◆ **Directions for this task**: What is needed is an exact copy of the line with "Target: white baseball cap" and all lines that follow it in the entries below, the last line included.

***** Information shown *****

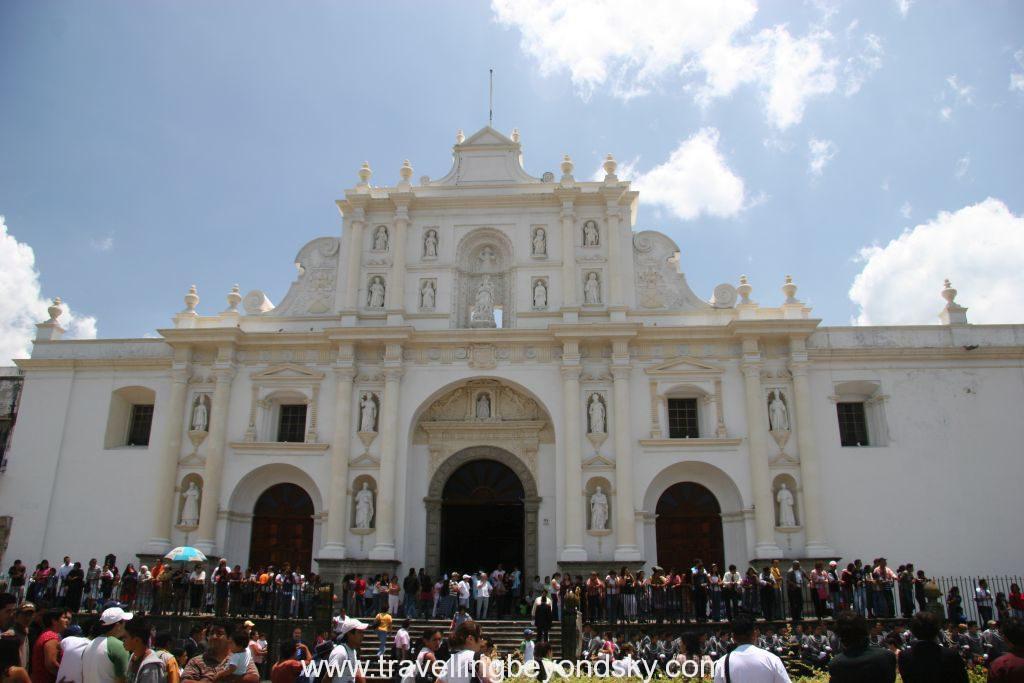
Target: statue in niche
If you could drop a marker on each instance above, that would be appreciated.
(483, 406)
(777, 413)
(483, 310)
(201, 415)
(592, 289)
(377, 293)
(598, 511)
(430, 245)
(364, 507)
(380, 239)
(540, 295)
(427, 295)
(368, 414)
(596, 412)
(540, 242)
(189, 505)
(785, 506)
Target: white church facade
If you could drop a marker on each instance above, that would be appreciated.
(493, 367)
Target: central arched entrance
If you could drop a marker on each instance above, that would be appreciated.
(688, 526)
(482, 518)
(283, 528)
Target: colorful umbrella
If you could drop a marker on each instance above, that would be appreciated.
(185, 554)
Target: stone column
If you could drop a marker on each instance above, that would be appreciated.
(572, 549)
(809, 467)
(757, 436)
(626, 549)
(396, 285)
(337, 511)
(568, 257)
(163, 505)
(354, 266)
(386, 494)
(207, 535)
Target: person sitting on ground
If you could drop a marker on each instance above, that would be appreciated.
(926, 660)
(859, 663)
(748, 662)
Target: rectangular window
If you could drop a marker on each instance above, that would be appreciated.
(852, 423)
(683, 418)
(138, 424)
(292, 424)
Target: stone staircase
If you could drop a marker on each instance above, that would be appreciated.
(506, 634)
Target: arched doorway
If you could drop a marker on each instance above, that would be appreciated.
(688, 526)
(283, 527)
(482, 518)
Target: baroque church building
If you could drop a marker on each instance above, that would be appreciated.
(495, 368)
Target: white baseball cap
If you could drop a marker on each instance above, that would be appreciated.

*****

◆ **Problem solution**:
Target: white baseball cap
If you could drop a marker on each instance above, that would be appreciated.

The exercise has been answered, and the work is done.